__Given request 1__: For the mathlib4 chat thread on the failing typeclass search, decide whether each statement (a), (b), and (c) agrees with it, and answer yes or no for each along with the exact words from the thread that settle it. (a) Making volume reducible in MeasureSpaceDef lets the search succeed. (b) The file can already be built at present. (c) Yury G. Kudryashov asks which instance Lean 4 finds.
__Given request 2__: Extend the mathlib4 chat thread on the failing typeclass search, starting right after its final message.

__Text section__:
────

Zulip Chat Archive

Stream: mathlib4

Topic: MeasureTheory.Measure.Lebesgue.Basic !4#4552

Pol'tta / Miyahara Kō (Jun 02 2023 at 04:05):

In Lean 4, the following tc search fails, even if we make volume reducible in MeasureSpaceDef.

variable [Fintype ι]
#synth SigmaFinite (volume : Measure (ι → ℝ))
-- fails
#synth SigmaFinite (Measure.pi fun _ => volume : Measure (ι → ℝ))
-- defeq and succeeds
#synth AddLeftInvariant (volume : Measure (ι → ℝ))
-- fails
#synth AddLeftInvariant (Measure.pi fun _ => (stdOrthonormalBasis ℝ ℝ).toBasis.addHaar : Measure (ι → ℝ))
-- defeq and succeeds

These instances are required in this file.
This file can be built by specifying latter measures now, but this should be fixed clearly.
Does anyone know how to fix this?

Yury G. Kudryashov (Jun 02 2023 at 05:27):

Which instance does Lean 3 find?

────

(Object location annotation data)
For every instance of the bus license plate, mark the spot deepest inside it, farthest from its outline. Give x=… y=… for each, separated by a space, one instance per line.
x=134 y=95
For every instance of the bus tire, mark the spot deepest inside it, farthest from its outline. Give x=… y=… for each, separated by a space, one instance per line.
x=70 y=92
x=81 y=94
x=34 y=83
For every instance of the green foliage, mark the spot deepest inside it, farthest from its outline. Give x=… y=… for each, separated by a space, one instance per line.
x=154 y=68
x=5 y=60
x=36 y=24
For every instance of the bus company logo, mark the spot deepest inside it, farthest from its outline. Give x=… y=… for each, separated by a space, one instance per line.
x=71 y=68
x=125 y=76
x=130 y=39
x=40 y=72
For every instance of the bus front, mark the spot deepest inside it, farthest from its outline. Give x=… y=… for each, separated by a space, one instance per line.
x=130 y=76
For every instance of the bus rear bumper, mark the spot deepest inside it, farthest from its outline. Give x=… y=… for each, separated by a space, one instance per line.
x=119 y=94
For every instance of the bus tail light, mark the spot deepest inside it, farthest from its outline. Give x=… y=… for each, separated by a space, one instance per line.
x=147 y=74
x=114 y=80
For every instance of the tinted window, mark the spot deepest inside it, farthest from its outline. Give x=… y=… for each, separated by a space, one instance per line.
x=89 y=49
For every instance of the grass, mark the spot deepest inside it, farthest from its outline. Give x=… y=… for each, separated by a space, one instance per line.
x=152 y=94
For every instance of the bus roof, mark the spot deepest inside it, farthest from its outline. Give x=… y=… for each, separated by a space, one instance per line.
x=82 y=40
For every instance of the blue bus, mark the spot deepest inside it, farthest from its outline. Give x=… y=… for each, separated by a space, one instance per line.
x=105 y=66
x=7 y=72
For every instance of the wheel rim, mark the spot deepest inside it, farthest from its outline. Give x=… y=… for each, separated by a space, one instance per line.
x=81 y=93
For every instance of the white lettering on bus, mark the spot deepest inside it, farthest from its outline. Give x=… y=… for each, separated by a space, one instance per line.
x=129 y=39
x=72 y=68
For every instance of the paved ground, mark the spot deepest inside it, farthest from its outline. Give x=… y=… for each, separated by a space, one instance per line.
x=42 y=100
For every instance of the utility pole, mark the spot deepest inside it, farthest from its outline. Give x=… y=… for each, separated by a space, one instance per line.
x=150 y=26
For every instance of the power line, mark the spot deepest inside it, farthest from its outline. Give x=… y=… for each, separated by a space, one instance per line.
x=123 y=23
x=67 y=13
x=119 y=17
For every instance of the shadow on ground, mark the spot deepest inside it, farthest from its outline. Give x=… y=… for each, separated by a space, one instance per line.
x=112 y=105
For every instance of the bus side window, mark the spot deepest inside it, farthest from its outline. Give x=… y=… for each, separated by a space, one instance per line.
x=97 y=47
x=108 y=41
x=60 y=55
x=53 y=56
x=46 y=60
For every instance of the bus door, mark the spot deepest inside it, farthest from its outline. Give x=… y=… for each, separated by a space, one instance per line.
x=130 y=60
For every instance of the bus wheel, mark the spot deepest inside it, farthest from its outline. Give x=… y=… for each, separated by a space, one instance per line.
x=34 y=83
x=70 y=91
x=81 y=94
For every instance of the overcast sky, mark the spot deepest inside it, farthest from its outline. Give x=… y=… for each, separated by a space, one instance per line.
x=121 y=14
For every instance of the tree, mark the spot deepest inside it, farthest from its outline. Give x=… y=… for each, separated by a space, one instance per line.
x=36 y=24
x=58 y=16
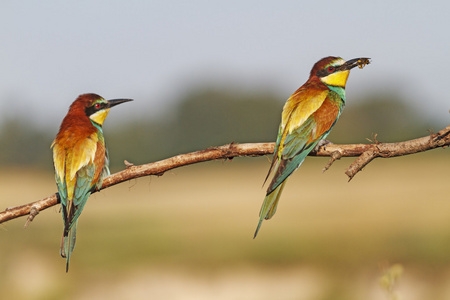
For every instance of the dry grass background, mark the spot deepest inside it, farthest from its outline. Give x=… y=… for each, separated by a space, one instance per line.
x=188 y=234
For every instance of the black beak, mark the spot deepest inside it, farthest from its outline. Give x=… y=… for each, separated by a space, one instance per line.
x=115 y=102
x=360 y=62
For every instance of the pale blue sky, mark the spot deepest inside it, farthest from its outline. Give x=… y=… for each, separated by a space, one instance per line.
x=152 y=51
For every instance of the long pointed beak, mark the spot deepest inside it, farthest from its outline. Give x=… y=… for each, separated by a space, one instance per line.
x=360 y=62
x=115 y=102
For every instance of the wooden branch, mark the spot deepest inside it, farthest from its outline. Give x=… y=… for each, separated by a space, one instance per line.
x=365 y=153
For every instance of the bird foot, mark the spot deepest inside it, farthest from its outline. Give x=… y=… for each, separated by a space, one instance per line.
x=321 y=143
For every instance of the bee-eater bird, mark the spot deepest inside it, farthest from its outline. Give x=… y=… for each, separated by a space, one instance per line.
x=80 y=159
x=307 y=117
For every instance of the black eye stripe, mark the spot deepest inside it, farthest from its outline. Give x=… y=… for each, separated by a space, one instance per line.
x=93 y=109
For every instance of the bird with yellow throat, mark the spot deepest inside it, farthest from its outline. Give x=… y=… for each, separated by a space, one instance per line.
x=80 y=160
x=308 y=116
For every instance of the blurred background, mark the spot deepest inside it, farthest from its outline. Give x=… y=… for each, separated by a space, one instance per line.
x=203 y=74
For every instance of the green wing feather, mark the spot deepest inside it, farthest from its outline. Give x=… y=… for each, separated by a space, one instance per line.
x=292 y=148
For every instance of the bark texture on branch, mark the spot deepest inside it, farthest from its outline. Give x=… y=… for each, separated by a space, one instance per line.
x=365 y=153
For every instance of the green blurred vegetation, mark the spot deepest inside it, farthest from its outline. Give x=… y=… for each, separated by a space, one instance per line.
x=213 y=116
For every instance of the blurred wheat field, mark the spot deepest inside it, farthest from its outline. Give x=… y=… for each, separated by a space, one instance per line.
x=188 y=234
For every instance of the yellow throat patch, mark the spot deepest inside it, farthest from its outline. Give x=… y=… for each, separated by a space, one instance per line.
x=100 y=116
x=336 y=79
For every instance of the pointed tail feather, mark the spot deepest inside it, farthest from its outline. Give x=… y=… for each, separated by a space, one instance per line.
x=269 y=206
x=68 y=244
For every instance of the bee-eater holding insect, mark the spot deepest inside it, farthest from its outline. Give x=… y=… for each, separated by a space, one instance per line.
x=80 y=159
x=307 y=117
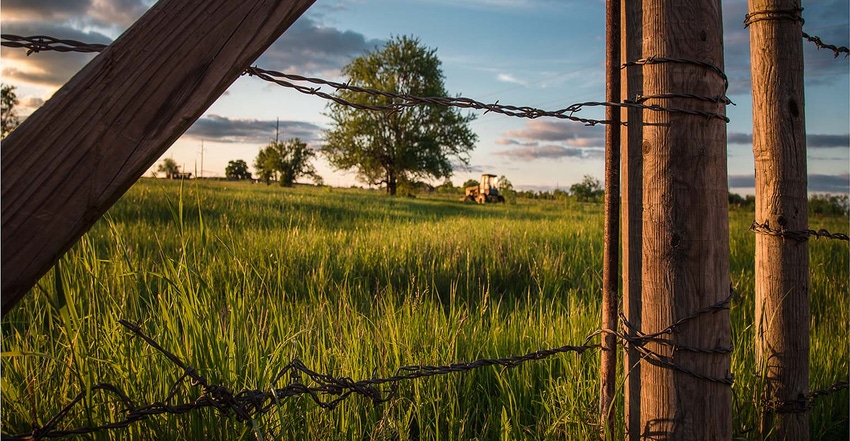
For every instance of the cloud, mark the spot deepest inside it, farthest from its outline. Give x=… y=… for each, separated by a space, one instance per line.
x=826 y=19
x=508 y=78
x=50 y=69
x=549 y=151
x=829 y=183
x=828 y=141
x=117 y=13
x=217 y=128
x=309 y=47
x=506 y=141
x=14 y=10
x=816 y=183
x=739 y=138
x=546 y=139
x=813 y=140
x=567 y=132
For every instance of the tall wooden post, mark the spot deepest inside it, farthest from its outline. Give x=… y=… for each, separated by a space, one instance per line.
x=75 y=156
x=782 y=265
x=685 y=265
x=632 y=202
x=611 y=258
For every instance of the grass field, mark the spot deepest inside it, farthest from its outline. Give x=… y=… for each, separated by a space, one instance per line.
x=238 y=279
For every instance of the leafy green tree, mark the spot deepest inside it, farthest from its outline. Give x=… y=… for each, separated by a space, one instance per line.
x=588 y=190
x=410 y=144
x=169 y=167
x=237 y=170
x=506 y=188
x=287 y=161
x=8 y=116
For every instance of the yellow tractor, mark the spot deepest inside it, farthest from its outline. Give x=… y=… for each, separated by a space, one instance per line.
x=485 y=191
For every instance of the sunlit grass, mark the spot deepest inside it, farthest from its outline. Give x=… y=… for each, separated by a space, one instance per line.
x=239 y=279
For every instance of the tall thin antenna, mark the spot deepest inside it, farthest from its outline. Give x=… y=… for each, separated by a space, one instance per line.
x=202 y=158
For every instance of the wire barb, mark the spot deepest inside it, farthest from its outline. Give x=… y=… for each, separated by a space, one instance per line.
x=799 y=236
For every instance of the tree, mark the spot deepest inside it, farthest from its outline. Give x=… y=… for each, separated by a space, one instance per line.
x=237 y=170
x=288 y=160
x=506 y=188
x=469 y=183
x=589 y=189
x=8 y=116
x=409 y=144
x=169 y=167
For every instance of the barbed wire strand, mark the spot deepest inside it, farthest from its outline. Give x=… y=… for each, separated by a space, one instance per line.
x=43 y=43
x=404 y=100
x=399 y=101
x=837 y=50
x=806 y=402
x=799 y=235
x=248 y=404
x=790 y=14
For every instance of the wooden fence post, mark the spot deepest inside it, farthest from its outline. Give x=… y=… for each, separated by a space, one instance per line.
x=781 y=265
x=75 y=156
x=611 y=247
x=684 y=392
x=632 y=206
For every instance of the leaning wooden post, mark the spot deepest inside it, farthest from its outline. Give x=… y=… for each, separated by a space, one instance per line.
x=685 y=377
x=782 y=264
x=610 y=252
x=75 y=156
x=632 y=206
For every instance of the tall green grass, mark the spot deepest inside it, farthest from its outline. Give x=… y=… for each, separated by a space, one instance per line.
x=239 y=279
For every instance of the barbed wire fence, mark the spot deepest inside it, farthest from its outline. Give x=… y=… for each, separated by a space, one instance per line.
x=326 y=390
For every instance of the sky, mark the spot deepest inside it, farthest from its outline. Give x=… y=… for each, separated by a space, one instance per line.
x=546 y=54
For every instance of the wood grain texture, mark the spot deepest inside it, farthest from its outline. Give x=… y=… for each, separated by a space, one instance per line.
x=76 y=155
x=781 y=265
x=611 y=247
x=685 y=240
x=631 y=204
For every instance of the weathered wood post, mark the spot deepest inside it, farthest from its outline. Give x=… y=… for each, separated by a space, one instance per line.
x=632 y=206
x=611 y=247
x=781 y=264
x=75 y=156
x=685 y=391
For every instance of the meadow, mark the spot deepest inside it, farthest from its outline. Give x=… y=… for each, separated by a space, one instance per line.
x=238 y=279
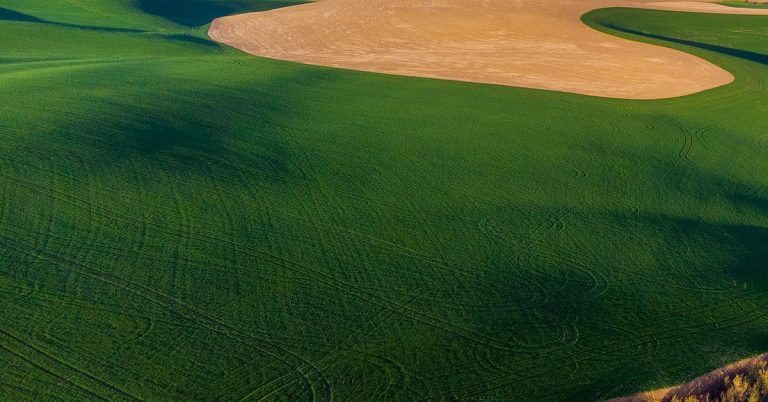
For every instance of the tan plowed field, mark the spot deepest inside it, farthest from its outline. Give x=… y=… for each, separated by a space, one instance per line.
x=527 y=43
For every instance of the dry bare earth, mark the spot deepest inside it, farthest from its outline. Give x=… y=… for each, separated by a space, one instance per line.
x=527 y=43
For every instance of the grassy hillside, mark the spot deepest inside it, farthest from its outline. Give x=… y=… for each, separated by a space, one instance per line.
x=183 y=221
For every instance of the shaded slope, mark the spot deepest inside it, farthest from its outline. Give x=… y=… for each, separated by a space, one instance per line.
x=186 y=222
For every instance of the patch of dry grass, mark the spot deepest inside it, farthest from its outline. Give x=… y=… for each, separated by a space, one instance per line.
x=746 y=380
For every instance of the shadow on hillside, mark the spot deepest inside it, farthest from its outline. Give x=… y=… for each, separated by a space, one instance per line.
x=742 y=54
x=15 y=16
x=192 y=13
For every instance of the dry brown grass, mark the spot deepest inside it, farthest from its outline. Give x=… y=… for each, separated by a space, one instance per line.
x=746 y=380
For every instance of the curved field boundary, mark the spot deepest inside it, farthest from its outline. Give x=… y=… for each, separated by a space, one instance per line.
x=531 y=44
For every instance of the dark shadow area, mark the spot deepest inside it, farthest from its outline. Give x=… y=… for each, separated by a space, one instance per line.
x=742 y=54
x=15 y=16
x=193 y=13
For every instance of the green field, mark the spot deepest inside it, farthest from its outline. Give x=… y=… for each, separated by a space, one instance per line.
x=181 y=221
x=741 y=3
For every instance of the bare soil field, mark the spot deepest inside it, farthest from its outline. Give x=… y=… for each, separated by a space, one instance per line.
x=525 y=43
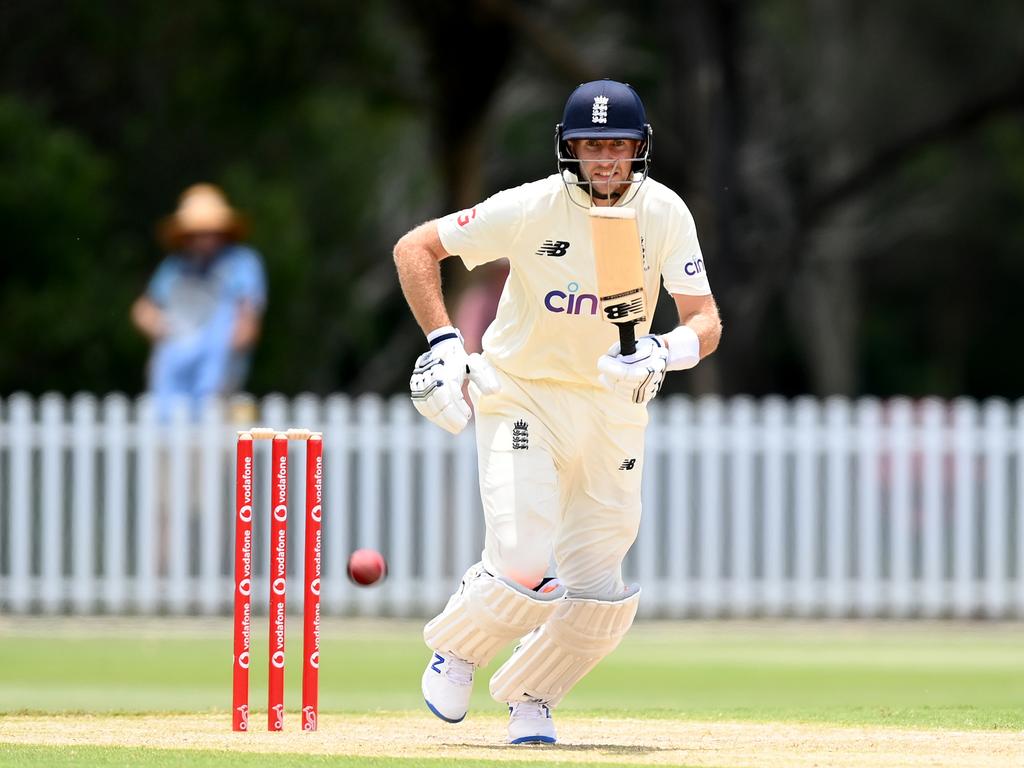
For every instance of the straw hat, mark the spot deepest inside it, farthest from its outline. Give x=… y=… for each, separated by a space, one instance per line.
x=202 y=208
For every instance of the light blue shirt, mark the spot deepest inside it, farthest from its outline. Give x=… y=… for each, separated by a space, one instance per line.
x=201 y=302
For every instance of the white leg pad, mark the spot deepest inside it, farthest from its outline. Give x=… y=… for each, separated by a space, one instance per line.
x=552 y=659
x=485 y=614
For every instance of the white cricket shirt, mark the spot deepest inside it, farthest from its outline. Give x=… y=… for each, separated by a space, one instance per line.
x=547 y=325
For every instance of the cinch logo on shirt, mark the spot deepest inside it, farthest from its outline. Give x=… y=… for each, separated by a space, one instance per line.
x=570 y=301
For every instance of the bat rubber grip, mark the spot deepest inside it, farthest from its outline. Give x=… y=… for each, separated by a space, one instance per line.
x=627 y=339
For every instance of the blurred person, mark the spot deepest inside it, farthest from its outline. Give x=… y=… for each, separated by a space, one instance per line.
x=204 y=305
x=560 y=415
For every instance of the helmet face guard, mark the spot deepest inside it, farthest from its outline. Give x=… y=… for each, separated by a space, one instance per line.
x=571 y=173
x=603 y=110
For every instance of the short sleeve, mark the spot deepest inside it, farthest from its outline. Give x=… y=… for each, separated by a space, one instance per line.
x=161 y=283
x=248 y=279
x=683 y=269
x=483 y=232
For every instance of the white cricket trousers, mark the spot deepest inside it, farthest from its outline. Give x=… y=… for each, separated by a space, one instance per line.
x=560 y=469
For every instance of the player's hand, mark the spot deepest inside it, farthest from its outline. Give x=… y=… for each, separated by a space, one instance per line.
x=436 y=383
x=638 y=377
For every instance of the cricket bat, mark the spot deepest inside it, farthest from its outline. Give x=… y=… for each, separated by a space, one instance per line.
x=619 y=264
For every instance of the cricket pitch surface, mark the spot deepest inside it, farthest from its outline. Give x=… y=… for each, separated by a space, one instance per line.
x=583 y=739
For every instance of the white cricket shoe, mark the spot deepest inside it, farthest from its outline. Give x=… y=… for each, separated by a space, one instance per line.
x=448 y=683
x=530 y=723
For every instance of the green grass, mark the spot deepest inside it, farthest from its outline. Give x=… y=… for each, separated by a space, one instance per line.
x=102 y=757
x=945 y=676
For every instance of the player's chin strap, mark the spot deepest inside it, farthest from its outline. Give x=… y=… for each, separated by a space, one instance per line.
x=572 y=181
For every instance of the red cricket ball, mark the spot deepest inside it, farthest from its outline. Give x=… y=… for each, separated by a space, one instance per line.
x=367 y=566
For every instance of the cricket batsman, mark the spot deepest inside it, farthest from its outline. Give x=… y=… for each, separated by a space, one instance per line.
x=560 y=414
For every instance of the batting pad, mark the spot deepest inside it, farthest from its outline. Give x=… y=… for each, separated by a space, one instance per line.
x=552 y=659
x=485 y=614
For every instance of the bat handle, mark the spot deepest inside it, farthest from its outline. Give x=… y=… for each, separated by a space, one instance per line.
x=627 y=339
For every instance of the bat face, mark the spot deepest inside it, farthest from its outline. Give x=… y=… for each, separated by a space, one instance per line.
x=619 y=264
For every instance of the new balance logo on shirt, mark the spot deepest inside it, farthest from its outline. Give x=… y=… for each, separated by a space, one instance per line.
x=554 y=248
x=520 y=435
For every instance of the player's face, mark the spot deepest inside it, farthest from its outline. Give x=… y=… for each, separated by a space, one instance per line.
x=605 y=162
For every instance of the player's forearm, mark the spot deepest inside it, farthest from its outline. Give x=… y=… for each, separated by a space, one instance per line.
x=247 y=327
x=420 y=276
x=709 y=330
x=148 y=318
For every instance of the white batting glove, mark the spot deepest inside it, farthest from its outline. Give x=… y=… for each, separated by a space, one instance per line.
x=638 y=377
x=436 y=382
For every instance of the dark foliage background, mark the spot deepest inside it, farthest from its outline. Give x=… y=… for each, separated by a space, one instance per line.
x=856 y=171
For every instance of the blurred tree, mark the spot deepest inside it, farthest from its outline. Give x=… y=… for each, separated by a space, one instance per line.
x=855 y=171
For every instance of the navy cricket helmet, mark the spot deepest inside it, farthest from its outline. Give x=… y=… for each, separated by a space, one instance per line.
x=603 y=109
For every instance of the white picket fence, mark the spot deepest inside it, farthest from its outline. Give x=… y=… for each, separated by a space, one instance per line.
x=751 y=507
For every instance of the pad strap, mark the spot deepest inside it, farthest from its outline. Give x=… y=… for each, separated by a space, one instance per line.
x=485 y=614
x=556 y=656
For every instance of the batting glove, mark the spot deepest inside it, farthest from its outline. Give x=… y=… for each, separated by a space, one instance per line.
x=439 y=374
x=637 y=377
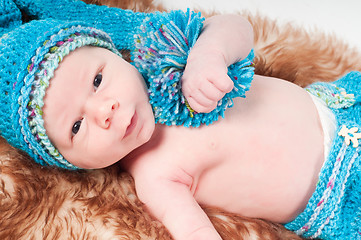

────

__Task answer 1__:
(a) No: "the following tc search fails, even if we make volume reducible in MeasureSpaceDef"
(b) Yes: "This file can be built by specifying latter measures now"
(c) No: "Which instance does Lean 3 find?"

__Task answer 2__:
Pol'tta / Miyahara Kō (Jun 02 2023 at 08:41):

@Yury G. Kudryashov The both. (SigmaFinite & AddLeftInvariant)

Eric Wieser (Jun 02 2023 at 09:06):

I think Yury is asking what is found, not whether the above succeed

Pol'tta / Miyahara Kō (Jun 02 2023 at 12:23):

Sorry.
SigmaFinite...MeasureTheory.Measure.pi.sigmaFinite in MeasureTheory.Constructions.Pi
AddLeftInvariant...MeasureTheory.Pi.isAddLeftInvariant_volume in MeasureTheory.Constructions.Pi

Pol'tta / Miyahara Kō (Jun 02 2023 at 12:24):

These are aligned names.

Yury G. Kudryashov (Jun 02 2023 at 14:57):

I meant something like

lemma aux : sigma_finite (volume : measure (ι → ℝ)) := by apply_instance
#print aux

Yury G. Kudryashov (Jun 02 2023 at 14:57):

(in Lean 3)

Yury G. Kudryashov (Jun 02 2023 at 14:57):

There is more than 1 way to prove this instance.

Yury G. Kudryashov (Jun 02 2023 at 14:57):

I wonder which one works in Lean 3 and fails in Lean 4.

Yury G. Kudryashov (Jun 02 2023 at 16:09):

If Lean 3 can see through volume and Lean 4 can't, then we should duplicate each instance about Measure.prod and Measure.pi for MeasureSpaces.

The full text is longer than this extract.